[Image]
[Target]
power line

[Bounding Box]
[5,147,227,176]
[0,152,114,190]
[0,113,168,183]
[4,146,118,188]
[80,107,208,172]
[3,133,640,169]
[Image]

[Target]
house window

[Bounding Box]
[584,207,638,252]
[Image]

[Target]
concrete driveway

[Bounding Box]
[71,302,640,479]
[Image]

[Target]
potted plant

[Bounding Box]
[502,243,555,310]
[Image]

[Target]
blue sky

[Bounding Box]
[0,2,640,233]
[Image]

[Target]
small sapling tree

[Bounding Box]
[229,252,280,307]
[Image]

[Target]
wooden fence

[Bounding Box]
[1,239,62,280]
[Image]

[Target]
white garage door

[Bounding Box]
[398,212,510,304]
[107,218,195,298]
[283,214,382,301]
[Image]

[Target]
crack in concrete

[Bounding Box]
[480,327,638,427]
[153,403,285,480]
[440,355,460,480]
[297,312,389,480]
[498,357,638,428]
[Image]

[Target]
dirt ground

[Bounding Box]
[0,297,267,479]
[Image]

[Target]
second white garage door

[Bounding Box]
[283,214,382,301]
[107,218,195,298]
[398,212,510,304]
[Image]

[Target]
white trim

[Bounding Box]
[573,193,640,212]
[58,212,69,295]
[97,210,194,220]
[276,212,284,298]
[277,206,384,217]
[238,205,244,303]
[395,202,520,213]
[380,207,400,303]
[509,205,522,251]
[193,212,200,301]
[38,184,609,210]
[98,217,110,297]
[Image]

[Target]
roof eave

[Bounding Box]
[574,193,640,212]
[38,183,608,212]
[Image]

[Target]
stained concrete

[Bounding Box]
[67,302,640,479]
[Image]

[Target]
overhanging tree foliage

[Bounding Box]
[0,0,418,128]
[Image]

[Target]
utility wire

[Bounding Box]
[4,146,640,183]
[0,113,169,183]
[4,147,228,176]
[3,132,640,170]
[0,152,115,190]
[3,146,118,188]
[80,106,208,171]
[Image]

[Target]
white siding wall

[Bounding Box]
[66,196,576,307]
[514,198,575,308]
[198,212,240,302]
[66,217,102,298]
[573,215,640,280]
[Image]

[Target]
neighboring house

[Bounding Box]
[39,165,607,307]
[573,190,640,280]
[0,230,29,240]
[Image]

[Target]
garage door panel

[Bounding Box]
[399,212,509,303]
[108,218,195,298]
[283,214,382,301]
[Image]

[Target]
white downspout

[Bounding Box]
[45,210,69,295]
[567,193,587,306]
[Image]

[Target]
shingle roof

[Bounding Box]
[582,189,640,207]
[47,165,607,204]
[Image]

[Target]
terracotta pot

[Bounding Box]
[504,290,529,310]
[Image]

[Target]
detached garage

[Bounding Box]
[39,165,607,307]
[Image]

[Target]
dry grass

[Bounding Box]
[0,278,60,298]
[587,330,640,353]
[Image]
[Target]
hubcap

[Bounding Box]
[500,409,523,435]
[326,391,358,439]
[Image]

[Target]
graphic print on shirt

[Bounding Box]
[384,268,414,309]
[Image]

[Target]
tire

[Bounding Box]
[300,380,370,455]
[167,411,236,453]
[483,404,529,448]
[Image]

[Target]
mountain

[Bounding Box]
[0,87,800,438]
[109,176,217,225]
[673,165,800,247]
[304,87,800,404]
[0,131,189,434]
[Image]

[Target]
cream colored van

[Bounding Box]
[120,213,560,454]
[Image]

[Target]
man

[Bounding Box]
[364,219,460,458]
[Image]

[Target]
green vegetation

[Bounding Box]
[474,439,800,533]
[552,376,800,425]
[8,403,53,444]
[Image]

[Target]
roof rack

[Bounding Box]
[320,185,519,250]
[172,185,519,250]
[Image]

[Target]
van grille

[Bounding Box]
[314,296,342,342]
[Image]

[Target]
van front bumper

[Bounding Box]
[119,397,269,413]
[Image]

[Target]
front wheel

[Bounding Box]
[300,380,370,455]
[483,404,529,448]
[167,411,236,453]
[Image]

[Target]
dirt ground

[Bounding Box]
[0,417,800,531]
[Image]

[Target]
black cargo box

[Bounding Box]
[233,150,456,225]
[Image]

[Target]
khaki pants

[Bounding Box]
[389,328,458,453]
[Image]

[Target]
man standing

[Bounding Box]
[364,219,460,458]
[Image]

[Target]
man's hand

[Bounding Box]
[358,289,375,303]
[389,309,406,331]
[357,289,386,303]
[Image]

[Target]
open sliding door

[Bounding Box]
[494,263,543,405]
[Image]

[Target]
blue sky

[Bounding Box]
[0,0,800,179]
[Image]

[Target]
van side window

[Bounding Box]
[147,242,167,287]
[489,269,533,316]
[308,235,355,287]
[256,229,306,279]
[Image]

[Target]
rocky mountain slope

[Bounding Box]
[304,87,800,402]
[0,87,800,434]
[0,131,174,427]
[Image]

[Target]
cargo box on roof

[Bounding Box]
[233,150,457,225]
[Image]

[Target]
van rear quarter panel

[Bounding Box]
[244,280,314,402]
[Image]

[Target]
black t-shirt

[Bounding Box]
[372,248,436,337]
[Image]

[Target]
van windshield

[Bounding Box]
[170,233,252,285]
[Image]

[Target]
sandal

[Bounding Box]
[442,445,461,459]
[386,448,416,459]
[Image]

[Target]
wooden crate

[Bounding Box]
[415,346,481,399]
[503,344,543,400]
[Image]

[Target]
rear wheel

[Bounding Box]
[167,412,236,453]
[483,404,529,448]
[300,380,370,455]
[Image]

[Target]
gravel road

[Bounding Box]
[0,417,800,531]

--------------------

## REQUIRED TASK:
Count the lines above that contain the word "shirt", and give only the number.

## PROBLEM SOLUTION:
2